**Required action:** If a line below holds the word "rough", count it; then say how many such lines there are and nothing else.

+++ The records

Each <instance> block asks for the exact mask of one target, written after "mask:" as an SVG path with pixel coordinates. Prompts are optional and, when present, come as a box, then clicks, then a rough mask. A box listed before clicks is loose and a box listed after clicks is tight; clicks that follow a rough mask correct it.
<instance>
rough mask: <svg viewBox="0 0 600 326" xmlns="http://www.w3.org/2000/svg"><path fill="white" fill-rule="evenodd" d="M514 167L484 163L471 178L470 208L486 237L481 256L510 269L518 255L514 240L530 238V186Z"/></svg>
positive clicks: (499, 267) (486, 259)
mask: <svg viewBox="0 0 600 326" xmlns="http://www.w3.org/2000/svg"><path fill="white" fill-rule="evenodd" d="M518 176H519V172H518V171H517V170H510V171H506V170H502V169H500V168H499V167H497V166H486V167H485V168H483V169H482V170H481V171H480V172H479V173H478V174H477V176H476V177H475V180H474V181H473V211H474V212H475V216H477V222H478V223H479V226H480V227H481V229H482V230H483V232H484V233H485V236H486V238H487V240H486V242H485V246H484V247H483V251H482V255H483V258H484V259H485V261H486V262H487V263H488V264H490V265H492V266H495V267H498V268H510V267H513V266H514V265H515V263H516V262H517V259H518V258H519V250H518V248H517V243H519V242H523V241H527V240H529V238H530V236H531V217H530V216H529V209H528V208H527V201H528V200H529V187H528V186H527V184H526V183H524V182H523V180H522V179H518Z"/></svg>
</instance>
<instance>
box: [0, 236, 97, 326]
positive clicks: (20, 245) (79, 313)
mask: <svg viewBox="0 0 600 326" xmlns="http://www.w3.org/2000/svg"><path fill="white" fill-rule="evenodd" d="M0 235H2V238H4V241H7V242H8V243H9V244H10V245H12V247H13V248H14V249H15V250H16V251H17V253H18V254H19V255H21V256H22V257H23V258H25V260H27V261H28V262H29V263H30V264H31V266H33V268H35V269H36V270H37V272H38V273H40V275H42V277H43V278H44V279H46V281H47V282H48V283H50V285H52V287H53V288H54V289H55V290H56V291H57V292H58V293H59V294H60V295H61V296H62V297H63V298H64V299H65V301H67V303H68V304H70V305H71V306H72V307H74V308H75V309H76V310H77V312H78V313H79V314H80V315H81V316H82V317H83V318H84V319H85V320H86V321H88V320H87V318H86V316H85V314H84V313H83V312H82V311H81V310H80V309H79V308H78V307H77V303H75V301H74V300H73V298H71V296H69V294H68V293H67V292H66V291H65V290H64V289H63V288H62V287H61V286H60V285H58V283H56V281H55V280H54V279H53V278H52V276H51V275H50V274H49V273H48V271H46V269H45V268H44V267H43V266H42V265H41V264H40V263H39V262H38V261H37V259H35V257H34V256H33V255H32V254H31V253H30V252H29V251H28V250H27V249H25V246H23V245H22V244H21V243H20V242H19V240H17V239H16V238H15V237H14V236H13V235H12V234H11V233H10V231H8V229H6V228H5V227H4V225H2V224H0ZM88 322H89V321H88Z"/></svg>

++++++

**Solved problem:** 2